THE PROBLEM>
Rewrite the records below as a two-column CSV with the header "instruction" and "response". Give one row per record, with its text under "instruction" and its answer under "response". Wrap each field in double quotes, turn any line breaks into spaces, and leave out the pictures.

ENTRIES SUPPLIED>
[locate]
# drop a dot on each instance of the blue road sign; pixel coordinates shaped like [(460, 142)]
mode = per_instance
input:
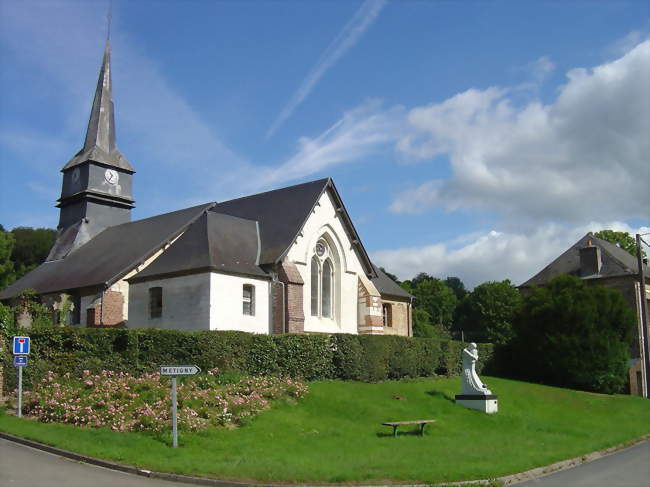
[(21, 345), (20, 360)]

TASK SOLUTION>
instruction,response
"[locate] # drop a dot on each instance of the blue road sign; pixel coordinates shaped like [(460, 142)] mode = per_instance input:","[(21, 345), (20, 360)]"